[YOUR TASK] Pull every line holding the word "uniform" from the data below and copy it.

[PROVIDED MATERIAL]
━━━━━━━━
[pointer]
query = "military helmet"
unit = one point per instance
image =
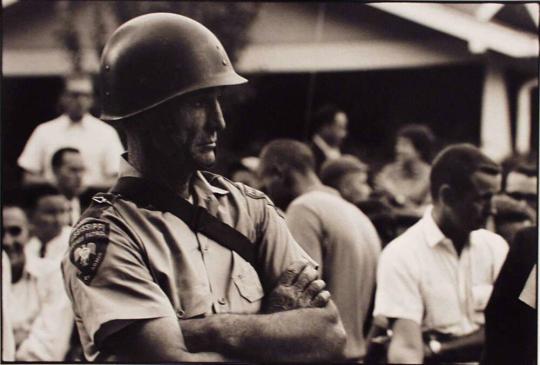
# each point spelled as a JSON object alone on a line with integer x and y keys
{"x": 155, "y": 57}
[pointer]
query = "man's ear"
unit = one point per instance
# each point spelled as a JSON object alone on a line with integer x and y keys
{"x": 447, "y": 195}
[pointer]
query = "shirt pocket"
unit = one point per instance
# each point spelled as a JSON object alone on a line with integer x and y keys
{"x": 442, "y": 305}
{"x": 246, "y": 280}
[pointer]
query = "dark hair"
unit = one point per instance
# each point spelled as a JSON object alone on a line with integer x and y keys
{"x": 288, "y": 154}
{"x": 421, "y": 137}
{"x": 454, "y": 166}
{"x": 58, "y": 156}
{"x": 34, "y": 193}
{"x": 323, "y": 116}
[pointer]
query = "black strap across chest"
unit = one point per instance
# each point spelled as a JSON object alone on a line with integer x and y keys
{"x": 145, "y": 192}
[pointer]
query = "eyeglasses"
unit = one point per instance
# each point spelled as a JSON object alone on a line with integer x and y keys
{"x": 13, "y": 231}
{"x": 523, "y": 196}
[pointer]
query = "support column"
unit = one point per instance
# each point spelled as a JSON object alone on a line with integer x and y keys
{"x": 523, "y": 120}
{"x": 495, "y": 132}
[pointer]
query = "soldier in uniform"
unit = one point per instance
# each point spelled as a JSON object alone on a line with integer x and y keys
{"x": 177, "y": 264}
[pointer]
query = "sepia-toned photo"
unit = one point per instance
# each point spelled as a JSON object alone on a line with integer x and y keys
{"x": 261, "y": 182}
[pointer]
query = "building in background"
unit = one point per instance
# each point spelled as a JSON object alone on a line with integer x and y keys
{"x": 469, "y": 71}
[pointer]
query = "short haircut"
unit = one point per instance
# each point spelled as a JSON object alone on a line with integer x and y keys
{"x": 333, "y": 170}
{"x": 323, "y": 116}
{"x": 455, "y": 165}
{"x": 421, "y": 137}
{"x": 288, "y": 154}
{"x": 58, "y": 157}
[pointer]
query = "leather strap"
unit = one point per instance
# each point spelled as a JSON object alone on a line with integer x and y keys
{"x": 199, "y": 220}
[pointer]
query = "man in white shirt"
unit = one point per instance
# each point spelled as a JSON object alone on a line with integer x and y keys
{"x": 98, "y": 142}
{"x": 329, "y": 128}
{"x": 39, "y": 309}
{"x": 69, "y": 170}
{"x": 49, "y": 216}
{"x": 434, "y": 281}
{"x": 334, "y": 232}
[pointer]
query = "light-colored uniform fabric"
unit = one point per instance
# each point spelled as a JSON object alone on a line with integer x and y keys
{"x": 421, "y": 278}
{"x": 343, "y": 240}
{"x": 55, "y": 248}
{"x": 98, "y": 143}
{"x": 8, "y": 341}
{"x": 42, "y": 318}
{"x": 155, "y": 266}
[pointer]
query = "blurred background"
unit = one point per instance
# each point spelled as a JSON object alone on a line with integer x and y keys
━━━━━━━━
[WRITTEN ANSWER]
query = "soldier in uniform"
query = "light-colored uniform fabric"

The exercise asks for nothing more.